(Excerpted passage begins)

Yesterday the Chancellor made a statement to the House of Commons and unveiled his ‘Plan for Jobs’, as the second phase of the Government’s response to the COVID-19 pandemic. He announced a number of measures designed to support, protect and create jobs, with a particular focus on the hospitality and accommodation sectors and in a bid to get the property market moving.
The most high profile announcement was the confirmation that the Coronavirus Job Retention Scheme (i.e. the ‘furlough’ scheme) will cease at the end of October. Instead, and in a bid to encourage employers to retain employees, a Job Retention Bonus will be paid to employers, being a payment of £1,000 for every furloughed employee who remains continuously employed to the end of January 2021. It remains to be confirmed whether this bonus will be paid in respect of employees who had been ‘furloughed’ at any time since the beginning of the scheme in March, or will be restricted to employees who are only brought back to work after a certain date. Further detail about how the scheme will operate will be published by the end of July. Additional announcements included a wide range of new policies to fund various training, apprenticeship and job support schemes over the coming months.
To boost the hospitality and tourist industries, one of the more eye-catching announcements was the ‘Eat Out to Help Out’ scheme, which will apply for the month of August across the UK. Under the scheme, participating restaurants, cafes, pubs and other food service establishments can offer a 50% discount to every diner, of up to £10 per head, on any eat-in meal, with such discount being reimbursed by the government. The scheme only applies from a Monday to Wednesday each week.

(Excerpted passage ends)

* **Task instructions**: Restate the part of the passage on the Chancellor's "Plan for Jobs" between "The most high" and "the coming months.", inclusive, renaming "Job Retention Bonus" as "Staff Retention Bonus".

(Provided material begins)

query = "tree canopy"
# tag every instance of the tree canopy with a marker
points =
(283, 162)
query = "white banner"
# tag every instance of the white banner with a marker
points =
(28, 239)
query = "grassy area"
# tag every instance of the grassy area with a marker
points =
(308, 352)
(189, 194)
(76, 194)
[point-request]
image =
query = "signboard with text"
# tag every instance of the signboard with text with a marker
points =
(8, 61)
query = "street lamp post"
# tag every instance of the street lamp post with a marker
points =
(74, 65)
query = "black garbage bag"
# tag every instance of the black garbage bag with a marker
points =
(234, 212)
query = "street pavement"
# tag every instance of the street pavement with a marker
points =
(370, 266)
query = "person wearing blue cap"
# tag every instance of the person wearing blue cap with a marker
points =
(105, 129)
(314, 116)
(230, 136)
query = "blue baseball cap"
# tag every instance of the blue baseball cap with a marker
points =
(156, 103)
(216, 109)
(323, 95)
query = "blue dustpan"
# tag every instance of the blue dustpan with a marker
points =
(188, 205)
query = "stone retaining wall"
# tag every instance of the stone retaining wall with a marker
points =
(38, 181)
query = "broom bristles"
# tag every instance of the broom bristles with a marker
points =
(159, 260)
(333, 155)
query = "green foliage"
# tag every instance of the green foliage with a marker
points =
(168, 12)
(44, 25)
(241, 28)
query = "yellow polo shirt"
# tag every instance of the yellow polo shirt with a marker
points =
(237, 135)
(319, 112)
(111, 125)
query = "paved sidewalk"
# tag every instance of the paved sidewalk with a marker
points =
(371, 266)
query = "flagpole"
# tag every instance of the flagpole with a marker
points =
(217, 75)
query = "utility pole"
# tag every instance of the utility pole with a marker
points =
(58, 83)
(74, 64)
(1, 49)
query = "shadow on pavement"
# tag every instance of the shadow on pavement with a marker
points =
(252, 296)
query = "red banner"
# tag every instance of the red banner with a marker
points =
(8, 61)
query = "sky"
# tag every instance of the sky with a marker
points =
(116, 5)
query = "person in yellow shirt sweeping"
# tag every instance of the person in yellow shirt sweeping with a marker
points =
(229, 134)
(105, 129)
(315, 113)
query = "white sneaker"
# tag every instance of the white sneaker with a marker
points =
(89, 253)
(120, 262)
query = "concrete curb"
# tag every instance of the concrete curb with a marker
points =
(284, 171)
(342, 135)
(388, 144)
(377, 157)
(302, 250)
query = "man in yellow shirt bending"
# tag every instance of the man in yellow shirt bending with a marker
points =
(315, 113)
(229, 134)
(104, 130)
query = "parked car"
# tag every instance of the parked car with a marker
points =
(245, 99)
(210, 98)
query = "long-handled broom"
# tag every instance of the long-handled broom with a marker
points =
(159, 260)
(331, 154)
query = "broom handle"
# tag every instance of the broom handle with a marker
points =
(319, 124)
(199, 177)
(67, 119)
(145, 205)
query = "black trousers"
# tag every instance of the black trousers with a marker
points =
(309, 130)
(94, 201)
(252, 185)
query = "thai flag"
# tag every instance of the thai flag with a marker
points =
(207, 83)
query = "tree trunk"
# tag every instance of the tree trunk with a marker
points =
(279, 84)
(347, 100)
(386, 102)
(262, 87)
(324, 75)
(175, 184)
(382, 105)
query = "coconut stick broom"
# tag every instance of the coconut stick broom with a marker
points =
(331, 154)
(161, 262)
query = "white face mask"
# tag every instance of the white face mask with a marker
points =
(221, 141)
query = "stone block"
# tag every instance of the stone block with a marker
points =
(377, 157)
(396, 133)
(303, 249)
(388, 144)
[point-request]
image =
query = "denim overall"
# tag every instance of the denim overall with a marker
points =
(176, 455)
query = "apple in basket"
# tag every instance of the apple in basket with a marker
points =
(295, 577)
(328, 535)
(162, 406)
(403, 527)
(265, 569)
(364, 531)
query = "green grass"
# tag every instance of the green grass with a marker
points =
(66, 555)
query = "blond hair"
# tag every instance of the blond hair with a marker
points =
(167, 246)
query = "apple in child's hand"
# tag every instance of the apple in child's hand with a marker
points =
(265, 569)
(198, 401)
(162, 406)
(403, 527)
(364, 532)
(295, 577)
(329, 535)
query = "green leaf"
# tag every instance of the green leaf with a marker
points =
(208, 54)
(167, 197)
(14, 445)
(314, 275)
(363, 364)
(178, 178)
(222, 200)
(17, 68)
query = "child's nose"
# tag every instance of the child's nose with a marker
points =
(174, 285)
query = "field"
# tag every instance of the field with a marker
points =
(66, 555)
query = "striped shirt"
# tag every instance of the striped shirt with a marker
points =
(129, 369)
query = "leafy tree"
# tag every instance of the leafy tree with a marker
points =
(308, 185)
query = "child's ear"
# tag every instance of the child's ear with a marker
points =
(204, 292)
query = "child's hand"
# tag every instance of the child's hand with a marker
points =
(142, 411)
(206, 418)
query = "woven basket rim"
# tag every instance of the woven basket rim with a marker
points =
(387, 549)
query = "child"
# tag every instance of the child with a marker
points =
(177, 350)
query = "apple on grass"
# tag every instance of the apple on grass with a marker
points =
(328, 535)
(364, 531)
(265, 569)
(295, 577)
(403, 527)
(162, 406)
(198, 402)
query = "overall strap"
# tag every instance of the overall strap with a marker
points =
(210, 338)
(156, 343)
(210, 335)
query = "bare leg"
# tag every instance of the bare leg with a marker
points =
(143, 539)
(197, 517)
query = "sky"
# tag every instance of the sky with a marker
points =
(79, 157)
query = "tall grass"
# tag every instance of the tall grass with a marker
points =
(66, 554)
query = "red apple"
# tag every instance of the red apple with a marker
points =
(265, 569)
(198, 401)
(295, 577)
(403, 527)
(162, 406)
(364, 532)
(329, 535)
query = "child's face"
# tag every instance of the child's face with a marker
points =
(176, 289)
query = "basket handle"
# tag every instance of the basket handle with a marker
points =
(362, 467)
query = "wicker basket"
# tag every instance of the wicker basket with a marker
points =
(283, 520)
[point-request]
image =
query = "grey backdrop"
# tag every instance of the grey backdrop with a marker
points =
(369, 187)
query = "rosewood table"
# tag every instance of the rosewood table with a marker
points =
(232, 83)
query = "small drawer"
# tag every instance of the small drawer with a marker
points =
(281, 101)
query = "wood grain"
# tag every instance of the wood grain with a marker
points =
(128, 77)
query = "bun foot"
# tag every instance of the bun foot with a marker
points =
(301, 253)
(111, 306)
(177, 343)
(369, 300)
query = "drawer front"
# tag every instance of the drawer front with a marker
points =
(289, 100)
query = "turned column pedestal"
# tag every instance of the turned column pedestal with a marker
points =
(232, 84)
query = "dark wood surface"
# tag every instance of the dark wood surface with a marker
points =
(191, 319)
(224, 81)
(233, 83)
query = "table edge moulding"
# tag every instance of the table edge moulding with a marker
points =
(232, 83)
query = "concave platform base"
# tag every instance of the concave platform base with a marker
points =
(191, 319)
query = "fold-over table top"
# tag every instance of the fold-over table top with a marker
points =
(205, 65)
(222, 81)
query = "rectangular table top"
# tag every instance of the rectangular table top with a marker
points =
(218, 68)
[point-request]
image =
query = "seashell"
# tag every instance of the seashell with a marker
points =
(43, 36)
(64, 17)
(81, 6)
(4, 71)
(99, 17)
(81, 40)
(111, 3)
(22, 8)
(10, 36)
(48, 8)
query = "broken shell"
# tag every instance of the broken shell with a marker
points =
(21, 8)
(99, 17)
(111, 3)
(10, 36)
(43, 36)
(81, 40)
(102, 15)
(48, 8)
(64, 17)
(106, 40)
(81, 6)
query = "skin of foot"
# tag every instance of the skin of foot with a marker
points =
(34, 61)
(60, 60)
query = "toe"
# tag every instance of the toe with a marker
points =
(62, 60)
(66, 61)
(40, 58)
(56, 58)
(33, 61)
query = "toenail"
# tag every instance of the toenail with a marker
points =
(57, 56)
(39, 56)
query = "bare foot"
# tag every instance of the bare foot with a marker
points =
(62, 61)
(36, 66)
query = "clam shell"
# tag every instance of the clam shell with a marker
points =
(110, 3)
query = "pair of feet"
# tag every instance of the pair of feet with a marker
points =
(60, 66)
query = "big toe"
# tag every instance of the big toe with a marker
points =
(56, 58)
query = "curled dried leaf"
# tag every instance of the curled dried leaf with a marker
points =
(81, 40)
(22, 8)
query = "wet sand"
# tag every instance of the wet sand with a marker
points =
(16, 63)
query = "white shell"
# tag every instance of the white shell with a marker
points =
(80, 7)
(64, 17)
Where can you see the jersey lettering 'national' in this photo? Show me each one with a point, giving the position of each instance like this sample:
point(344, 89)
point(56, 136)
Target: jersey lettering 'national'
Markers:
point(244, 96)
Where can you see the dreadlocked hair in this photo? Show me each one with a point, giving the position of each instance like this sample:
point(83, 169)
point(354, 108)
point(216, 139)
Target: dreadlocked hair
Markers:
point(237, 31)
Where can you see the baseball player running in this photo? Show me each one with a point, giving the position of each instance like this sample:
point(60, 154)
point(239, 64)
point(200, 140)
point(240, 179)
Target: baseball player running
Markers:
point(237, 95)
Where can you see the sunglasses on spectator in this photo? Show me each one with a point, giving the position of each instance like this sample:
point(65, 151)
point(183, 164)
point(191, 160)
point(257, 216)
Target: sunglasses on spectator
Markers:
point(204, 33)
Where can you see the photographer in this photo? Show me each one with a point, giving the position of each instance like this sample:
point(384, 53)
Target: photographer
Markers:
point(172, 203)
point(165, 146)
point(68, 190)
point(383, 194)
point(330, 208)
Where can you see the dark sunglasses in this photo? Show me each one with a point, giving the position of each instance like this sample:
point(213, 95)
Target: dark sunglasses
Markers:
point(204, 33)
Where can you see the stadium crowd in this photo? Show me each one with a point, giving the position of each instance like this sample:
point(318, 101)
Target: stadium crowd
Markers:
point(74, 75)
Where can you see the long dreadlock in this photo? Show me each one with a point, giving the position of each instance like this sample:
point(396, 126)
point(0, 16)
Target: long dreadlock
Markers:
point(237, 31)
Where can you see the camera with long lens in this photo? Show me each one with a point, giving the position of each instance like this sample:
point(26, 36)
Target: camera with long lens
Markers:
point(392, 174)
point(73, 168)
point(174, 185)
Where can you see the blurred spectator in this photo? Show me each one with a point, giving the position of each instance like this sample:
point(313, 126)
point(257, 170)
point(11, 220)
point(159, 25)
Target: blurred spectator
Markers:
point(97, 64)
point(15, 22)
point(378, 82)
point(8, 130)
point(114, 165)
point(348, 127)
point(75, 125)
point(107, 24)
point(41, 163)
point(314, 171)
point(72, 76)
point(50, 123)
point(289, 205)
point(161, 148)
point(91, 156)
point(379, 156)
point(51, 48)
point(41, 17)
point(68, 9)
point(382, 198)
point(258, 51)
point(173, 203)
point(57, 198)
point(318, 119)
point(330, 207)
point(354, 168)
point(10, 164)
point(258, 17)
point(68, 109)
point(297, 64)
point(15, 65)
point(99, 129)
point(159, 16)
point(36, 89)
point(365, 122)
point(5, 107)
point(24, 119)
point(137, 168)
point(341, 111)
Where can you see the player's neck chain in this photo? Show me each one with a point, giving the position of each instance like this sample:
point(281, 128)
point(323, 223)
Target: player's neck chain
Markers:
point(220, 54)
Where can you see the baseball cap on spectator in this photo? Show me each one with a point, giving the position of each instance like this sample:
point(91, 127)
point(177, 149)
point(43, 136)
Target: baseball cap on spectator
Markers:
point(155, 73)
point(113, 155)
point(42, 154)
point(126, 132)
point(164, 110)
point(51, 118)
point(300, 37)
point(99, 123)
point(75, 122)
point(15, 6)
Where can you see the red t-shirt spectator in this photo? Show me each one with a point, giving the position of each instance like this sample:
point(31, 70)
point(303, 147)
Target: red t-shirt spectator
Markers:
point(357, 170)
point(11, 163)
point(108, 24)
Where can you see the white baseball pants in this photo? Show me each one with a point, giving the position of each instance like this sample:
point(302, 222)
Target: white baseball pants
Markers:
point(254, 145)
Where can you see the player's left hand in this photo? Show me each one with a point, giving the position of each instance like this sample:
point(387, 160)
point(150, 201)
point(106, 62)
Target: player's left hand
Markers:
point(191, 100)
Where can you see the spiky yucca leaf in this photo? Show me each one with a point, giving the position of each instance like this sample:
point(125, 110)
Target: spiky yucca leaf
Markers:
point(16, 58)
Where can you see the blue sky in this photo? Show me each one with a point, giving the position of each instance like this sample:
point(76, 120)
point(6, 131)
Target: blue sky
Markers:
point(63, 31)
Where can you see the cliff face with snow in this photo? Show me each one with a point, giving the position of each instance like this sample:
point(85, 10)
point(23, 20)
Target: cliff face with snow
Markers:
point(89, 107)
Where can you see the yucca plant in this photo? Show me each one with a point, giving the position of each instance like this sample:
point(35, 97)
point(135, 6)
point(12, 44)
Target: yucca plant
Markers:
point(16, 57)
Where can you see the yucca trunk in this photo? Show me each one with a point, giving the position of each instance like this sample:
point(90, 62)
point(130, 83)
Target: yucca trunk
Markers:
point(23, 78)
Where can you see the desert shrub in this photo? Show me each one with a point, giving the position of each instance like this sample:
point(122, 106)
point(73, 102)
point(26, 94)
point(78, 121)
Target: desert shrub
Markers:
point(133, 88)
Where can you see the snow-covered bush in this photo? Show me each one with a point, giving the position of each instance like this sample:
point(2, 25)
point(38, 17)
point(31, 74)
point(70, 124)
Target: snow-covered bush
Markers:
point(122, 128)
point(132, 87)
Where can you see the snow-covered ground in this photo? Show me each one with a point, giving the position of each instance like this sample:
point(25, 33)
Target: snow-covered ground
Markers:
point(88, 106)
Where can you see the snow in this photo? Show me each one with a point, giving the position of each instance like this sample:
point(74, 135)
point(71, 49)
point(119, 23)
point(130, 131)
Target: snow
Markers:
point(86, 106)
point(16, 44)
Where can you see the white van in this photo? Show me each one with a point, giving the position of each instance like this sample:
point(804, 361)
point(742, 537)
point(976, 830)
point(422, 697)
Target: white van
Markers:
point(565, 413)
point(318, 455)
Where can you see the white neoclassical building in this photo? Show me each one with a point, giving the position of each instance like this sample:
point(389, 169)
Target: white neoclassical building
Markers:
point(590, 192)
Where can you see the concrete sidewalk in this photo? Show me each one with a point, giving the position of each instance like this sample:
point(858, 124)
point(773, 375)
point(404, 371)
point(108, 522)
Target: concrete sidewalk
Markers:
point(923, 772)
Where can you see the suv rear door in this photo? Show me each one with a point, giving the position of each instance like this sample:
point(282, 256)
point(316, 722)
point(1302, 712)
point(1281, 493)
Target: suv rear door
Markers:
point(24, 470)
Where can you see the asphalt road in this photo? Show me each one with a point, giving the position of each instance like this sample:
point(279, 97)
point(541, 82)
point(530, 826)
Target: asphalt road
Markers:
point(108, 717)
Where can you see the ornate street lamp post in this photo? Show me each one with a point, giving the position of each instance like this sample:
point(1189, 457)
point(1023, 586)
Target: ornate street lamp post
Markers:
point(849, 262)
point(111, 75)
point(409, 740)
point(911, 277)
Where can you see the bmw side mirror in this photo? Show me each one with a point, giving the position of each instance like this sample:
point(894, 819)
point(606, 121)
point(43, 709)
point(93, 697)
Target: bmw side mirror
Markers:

(Provided material ends)

* **Task answer**:
The most high profile announcement was the confirmation that the Coronavirus Job Retention Scheme (i.e. the ‘furlough’ scheme) will cease at the end of October. Instead, and in a bid to encourage employers to retain employees, a Staff Retention Bonus will be paid to employers, being a payment of £1,000 for every furloughed employee who remains continuously employed to the end of January 2021. It remains to be confirmed whether this bonus will be paid in respect of employees who had been ‘furloughed’ at any time since the beginning of the scheme in March, or will be restricted to employees who are only brought back to work after a certain date. Further detail about how the scheme will operate will be published by the end of July. Additional announcements included a wide range of new policies to fund various training, apprenticeship and job support schemes over the coming months.